§ Exercise objective
Set down the whole documentation for the model-training function word for word, keeping every line as it appears.

Trains a model using the given configuration and function control parameters. Performs feature attribution analysis and calculates consistency of these methods.

Parameters:

Name	Type	Description	Default
config	dict	A dictionary containing the configuration parameters for the model.	required
fun_control	dict	A dictionary containing the function control parameters.	required
timestamp	bool	A boolean value indicating whether to include a timestamp in the config id. Default is True. If False, the string “_TRAIN” is appended to the config id.	True

Returns:

Name	Type	Description
float	float	The validation loss and the feature attribution inconsitency of the trained model.

Examples:

>>> from math import inf
    import numpy as np
    from spotpython.data.diabetes import Diabetes
    from spotpython.hyperdict.light_hyper_dict import LightHyperDict
    from spotpython.utils.init import fun_control_init
    from spotpython.utils.eda import print_exp_table
    from spotpython.hyperparameters.values import get_default_hyperparameters_as_array
    from spotpython.hyperparameters.values import assign_values, generate_one_config_from_var_dict, get_var_name
    from spotpython.light.trainmodel import train_model
    import pprint
    PREFIX="000"

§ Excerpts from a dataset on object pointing

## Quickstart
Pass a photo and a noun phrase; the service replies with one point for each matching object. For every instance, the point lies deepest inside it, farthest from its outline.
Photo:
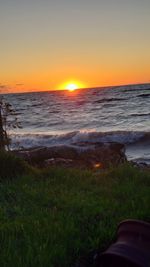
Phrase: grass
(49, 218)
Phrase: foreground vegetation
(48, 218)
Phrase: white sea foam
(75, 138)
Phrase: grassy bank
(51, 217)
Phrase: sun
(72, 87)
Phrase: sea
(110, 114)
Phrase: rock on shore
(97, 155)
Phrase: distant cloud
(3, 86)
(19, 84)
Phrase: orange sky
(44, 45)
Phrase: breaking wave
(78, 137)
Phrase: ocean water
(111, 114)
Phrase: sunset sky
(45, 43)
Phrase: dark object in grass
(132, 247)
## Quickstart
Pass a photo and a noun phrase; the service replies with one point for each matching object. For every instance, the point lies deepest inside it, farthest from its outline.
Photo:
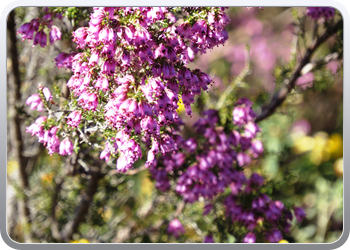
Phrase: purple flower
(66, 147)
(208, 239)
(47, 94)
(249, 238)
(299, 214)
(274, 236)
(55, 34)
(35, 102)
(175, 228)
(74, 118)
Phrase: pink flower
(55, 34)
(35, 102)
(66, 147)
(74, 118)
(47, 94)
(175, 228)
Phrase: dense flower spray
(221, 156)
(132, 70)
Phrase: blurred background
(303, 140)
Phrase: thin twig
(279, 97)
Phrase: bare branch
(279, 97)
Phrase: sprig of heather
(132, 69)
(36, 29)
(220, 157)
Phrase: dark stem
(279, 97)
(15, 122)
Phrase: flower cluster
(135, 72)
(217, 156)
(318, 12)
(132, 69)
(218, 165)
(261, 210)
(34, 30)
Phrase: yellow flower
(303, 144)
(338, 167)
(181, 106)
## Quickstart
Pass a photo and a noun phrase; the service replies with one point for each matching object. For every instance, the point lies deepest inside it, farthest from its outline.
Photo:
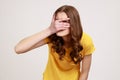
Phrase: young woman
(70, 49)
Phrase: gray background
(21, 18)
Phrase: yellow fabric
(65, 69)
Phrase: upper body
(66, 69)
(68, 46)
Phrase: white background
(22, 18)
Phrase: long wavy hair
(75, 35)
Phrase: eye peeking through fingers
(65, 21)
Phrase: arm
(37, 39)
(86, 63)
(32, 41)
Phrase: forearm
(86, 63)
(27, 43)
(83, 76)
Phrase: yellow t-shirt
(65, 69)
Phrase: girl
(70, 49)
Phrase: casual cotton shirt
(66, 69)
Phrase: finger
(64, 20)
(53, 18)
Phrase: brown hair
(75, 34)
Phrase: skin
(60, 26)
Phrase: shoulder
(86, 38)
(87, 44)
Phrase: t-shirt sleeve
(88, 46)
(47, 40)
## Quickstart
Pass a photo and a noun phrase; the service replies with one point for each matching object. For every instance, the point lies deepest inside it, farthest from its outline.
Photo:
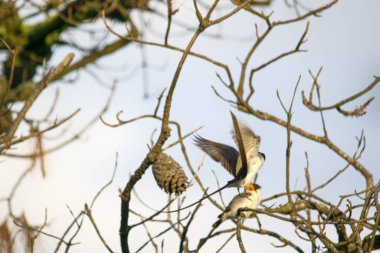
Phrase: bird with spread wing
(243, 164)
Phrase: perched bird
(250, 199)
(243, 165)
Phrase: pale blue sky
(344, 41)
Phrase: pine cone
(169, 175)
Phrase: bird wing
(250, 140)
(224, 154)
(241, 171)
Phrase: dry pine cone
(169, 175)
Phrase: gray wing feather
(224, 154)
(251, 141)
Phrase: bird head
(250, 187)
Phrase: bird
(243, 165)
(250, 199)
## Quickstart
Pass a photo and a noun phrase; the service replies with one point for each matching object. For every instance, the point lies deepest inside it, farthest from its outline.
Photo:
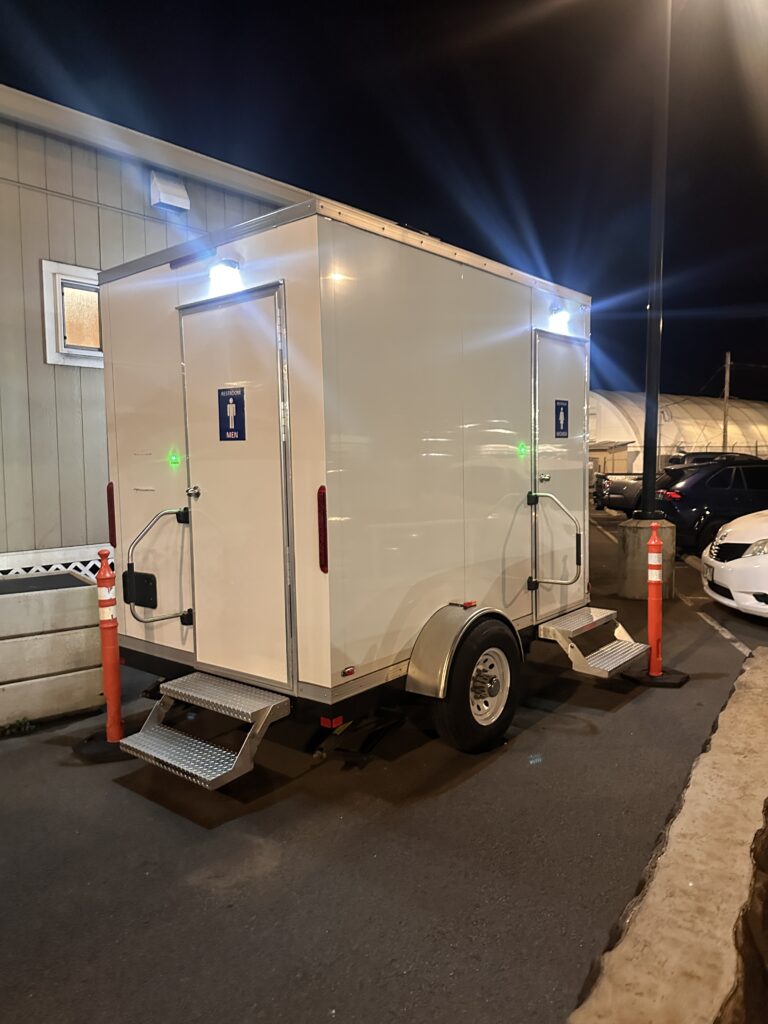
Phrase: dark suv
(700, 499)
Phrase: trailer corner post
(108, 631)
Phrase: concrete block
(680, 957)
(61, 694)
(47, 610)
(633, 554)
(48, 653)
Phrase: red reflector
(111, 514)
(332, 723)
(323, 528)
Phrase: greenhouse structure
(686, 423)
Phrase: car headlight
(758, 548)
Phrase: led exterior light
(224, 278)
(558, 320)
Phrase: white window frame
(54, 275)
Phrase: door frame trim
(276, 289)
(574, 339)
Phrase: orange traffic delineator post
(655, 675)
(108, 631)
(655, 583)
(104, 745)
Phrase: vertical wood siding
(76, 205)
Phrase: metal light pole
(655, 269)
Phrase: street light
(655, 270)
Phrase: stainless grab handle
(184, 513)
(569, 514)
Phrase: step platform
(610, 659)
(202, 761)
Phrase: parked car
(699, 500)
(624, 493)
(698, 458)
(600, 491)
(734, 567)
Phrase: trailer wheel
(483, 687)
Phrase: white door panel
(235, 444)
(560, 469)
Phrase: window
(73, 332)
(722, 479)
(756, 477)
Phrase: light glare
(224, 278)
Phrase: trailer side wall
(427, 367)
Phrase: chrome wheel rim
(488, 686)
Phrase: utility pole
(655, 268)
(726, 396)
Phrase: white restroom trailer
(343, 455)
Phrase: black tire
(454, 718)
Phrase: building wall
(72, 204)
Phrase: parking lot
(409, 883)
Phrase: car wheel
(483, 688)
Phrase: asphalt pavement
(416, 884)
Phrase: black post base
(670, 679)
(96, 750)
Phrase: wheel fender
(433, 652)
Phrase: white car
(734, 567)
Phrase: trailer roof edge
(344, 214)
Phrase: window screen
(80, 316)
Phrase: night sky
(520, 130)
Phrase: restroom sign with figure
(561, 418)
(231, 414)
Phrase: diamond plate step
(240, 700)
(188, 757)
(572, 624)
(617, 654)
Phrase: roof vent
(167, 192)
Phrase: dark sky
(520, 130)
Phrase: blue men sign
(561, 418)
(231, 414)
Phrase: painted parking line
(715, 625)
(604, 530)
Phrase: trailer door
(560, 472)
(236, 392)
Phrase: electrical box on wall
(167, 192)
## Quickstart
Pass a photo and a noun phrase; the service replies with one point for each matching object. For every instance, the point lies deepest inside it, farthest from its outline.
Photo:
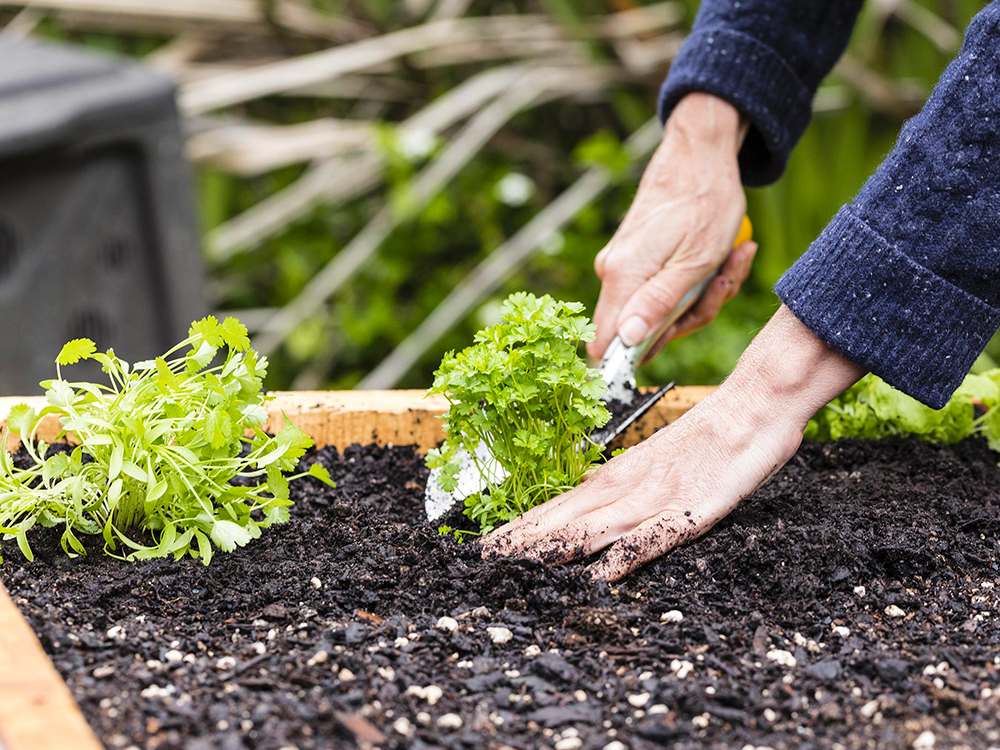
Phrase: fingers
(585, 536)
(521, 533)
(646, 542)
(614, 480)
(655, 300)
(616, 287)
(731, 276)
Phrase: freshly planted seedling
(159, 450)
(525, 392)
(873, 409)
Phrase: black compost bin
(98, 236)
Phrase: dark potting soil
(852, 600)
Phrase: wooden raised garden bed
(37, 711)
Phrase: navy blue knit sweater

§ Answer to the exercise
Trains a model using the given configuration and function control parameters. Performs feature attribution analysis and calculates consistency of these methods.

Parameters:

Name	Type	Description	Default
config	dict	A dictionary containing the configuration parameters for the model.	required
fun_control	dict	A dictionary containing the function control parameters.	required
timestamp	bool	A boolean value indicating whether to include a timestamp in the config id. Default is True. If False, the string “_TRAIN” is appended to the config id.	True

Returns:

Name	Type	Description
float	float	The validation loss and the feature attribution inconsitency of the trained model.

Examples:

>>> from math import inf
    import numpy as np
    from spotpython.data.diabetes import Diabetes
    from spotpython.hyperdict.light_hyper_dict import LightHyperDict
    from spotpython.utils.init import fun_control_init
    from spotpython.utils.eda import print_exp_table
    from spotpython.hyperparameters.values import get_default_hyperparameters_as_array
    from spotpython.hyperparameters.values import assign_values, generate_one_config_from_var_dict, get_var_name
    from spotpython.light.trainmodel import train_model
    import pprint
    PREFIX="000"